-- begin EXCERPTED TEXT --
Interview with C.Y.T. + “You and I” Video Premiere

Japanese/US American music producer  Chris Yohei Tokunaga aka C.Y.T. is a new musical voice on the scene, blending refined song structures with electro music in a uniquely enticing way. His EP „“Nights for Days“ is coming out on December 4th and you’ll be able to see him play his tracks at his record release party at Pfeiffers Cafe on Oranienstr. 17.

Indieberlin is also debuting his video for the song  “You and I“ off the EP!

I sat down and chatted with my friend Chris about his music, Berlin’s sonic landscape, and the exciting plans he has for the future.

EL: What was the process of making your EP like?

C.Y.T.: It’s been a very long process actually. I wrote the songs more than 2 years ago and I was going through the process of learning about music production and mixing and different things, preparing myself. I got producer Jon Dark (from Evvol) to help me with the mixing. So it’s been a long time coming but it’s going to come out next Friday, the 4th of December, and I’m very happy. It’s called “Nights for Days,” it’s actually the name of a track that’s not on the EP, and I chose the name because I wrote the songs during the middle of the night a lot of the time and so the night was kinda my day time. There’s also a lot of darkness during the winter so it also sounds like it’s been night FOR DAYS. I liked the two meanings behind it.

EL: Why did you work more at night?

C.Y.T.: Well, it had to do with the fact that I wrote all these songs during the winter, except for You and I, that was in the spring. It’s a time where you’re not too bothered with things that you care about in your day to day, you can really focus on writing.
-- end EXCERPTED TEXT --
### OBJECTIVES:
• a. List every place named in the interview with C.Y.T.
• b. Pick up the interview with the music producer C.Y.T. after its last line and carry it further.
The items that follow are not required.
-- begin ITEMS --
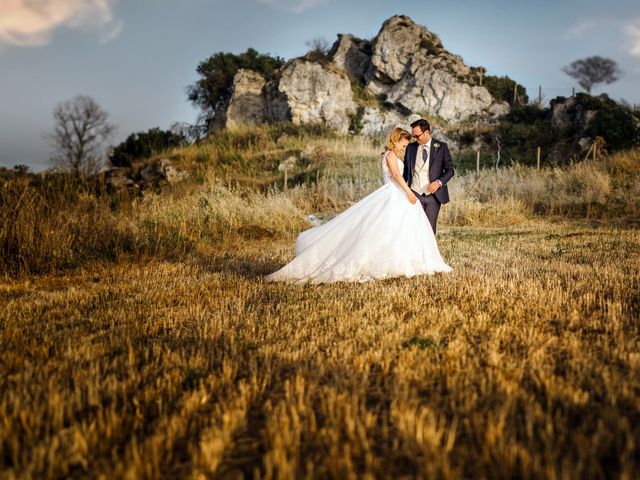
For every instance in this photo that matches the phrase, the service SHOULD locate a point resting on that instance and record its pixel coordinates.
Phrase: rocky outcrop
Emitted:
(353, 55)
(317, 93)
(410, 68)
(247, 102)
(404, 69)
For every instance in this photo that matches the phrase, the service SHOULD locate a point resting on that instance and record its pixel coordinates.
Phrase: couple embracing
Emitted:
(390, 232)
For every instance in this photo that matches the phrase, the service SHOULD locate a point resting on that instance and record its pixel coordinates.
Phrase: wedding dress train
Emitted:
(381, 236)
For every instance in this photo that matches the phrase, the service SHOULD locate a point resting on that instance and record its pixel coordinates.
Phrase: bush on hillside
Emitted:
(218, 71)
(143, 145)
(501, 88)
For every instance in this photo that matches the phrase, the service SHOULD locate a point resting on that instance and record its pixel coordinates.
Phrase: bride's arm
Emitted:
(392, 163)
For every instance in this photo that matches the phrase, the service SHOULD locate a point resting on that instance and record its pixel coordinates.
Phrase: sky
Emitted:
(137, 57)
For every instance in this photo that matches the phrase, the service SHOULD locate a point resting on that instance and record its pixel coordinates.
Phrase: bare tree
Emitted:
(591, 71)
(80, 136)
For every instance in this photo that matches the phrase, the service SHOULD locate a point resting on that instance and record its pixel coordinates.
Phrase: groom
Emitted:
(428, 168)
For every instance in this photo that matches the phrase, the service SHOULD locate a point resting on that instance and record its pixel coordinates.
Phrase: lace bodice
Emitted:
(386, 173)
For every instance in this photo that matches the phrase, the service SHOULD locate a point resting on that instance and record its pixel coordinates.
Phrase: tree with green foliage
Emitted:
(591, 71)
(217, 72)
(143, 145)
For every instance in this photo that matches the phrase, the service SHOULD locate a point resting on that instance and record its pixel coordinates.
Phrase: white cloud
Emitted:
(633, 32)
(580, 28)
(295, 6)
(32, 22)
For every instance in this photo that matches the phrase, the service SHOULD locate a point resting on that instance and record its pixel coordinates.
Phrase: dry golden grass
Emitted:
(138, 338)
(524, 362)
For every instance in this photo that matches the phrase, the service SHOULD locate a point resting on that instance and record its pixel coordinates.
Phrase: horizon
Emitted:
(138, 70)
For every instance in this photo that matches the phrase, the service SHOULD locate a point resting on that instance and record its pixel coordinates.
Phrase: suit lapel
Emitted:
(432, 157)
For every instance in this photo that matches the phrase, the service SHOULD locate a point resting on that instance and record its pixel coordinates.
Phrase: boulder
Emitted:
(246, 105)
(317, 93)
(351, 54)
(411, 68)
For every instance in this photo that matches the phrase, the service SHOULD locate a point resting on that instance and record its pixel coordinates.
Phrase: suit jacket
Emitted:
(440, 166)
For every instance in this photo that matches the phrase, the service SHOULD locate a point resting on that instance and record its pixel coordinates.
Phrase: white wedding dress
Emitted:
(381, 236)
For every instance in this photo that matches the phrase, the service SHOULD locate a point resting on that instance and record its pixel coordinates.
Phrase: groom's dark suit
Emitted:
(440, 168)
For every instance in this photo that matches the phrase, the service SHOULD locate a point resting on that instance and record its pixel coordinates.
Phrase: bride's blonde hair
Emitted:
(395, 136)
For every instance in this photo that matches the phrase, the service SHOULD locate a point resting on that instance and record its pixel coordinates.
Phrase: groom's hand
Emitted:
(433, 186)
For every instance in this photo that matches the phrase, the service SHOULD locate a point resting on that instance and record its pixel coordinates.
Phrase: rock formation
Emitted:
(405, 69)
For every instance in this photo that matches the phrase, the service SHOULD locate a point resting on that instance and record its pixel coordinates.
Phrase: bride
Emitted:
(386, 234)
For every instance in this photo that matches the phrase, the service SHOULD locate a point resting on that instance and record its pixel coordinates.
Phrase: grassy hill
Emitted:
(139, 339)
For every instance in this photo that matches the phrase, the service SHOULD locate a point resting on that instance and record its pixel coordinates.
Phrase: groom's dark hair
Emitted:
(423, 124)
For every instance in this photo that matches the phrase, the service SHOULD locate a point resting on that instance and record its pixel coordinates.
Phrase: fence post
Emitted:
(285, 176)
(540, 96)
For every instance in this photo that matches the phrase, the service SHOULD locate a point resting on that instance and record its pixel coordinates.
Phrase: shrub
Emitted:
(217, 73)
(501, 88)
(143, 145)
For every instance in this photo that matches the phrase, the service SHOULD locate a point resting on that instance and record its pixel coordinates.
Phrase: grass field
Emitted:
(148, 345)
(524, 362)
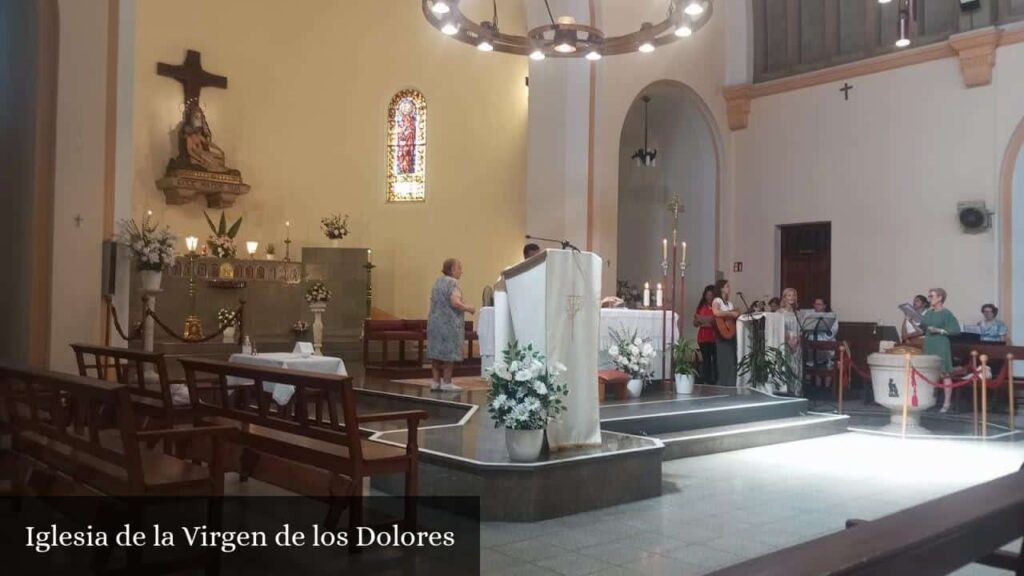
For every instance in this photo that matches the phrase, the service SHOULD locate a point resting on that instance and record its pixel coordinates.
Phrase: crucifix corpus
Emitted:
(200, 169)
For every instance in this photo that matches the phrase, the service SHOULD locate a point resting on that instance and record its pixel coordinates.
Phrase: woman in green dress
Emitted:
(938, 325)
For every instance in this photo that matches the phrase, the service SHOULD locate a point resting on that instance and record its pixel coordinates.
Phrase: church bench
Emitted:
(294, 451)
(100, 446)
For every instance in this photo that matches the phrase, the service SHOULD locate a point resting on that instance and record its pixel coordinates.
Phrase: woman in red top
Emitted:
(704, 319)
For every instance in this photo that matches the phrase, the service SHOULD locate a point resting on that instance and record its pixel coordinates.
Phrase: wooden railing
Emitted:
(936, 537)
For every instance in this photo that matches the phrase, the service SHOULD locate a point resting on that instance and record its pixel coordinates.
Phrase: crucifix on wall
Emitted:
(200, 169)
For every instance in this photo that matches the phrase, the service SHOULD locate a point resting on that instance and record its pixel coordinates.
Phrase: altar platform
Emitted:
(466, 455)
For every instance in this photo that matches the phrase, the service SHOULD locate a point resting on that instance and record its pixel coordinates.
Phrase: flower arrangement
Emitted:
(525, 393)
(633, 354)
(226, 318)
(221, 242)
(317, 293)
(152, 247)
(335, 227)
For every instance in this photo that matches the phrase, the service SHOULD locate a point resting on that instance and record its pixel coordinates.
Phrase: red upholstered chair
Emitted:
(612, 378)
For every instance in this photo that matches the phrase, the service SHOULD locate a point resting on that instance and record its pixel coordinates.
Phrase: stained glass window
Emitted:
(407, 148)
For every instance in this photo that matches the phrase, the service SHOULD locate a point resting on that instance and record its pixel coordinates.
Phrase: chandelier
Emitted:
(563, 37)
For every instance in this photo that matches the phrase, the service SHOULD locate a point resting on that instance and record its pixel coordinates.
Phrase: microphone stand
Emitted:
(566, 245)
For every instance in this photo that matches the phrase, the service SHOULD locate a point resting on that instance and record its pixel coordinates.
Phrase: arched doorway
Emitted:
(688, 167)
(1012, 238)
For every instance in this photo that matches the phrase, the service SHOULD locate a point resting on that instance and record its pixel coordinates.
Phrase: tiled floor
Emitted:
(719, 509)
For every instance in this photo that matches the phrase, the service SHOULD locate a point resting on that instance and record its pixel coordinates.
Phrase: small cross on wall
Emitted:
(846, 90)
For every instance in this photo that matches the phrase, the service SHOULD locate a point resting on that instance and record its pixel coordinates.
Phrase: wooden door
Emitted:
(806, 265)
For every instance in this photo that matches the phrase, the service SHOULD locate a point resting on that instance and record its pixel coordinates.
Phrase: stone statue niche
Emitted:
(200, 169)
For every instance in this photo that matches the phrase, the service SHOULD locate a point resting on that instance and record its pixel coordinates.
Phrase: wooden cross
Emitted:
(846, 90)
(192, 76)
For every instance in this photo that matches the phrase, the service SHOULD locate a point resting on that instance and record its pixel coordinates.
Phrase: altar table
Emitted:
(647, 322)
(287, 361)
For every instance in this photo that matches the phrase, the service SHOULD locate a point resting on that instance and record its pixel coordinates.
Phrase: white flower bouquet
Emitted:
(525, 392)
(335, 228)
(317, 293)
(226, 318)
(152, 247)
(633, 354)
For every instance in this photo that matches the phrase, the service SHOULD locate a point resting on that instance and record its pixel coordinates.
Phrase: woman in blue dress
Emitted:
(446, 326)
-- end ITEMS --
### ANSWERS TO EACH TASK:
• a.
Pfeiffers Cafe
Oranienstr. 17
Berlin

• b.
EL: You’ve been living in Berlin for 20 years now. Do you feel like a Berliner?

C.Y.T.: Berlin has definitely become my home. I feel more connected to this city than to any other place on the planet. I do feel connected to Japan and  to the States somewhat too though I only lived there for 9 months. My identity is of sort of an outsider and an ex-pat. But that identity is  very solid. I feel on the outside very solidly.

EL:  So you know the Berlin music scene quite well then. What do you think about it?

C.Y.T.: Berlin has a lot to offer musically. It’s allowed me to go through liking a lot of genres and to see all kinds of shows. It’s a hotbed for experimentation and all kinds of music. I’ve liked everything from hip hop to rock music and jazz and electro. It’s a good place to realize who you are, {to build} your musical identity. You get to test everything out. Berlin has it’s own way of molding people musically.

EL: Your first single “You and I“ melds darker emotions with energetic upbeat music. Would you say that’s your trademark?

C.Y.T.: No, it’s not. It’s actually quite unusual for the music I write. I took little bits of samples of a different song of mine and switched them around and made melodies out of them.

EL: But in terms of the tone?

C.Y.T.: The moods? Yeah. I always like contrast in my music. For example, electronic beats with melancholy melodies, music that seems less uniform.

EL: What is it about this contrast?

C.Y.T.: As a kid I was quite impressed by people mixing different kinds of music, using different kinds of music. It creates a mood that is definitely less explored, a route less taken.

EL: So you want to break new ground?

C.Y.T.: No, not really, it’s just about what I like.

EL: You make music that you like to hear.

C.Y.T.: Yeah, exactly.  Absolutely. That’s why it’s been a long process because I still have to find out what I like exactly. You don‘t really come up with anything totally new these days. The way to create your own sonic identity is to get inspired by different kinds of music in a way that resonates with you and to get that as accurate as possible.

EL: You also have a video for “You and I.“ What was the concept behind the video? It’s quite elaborate.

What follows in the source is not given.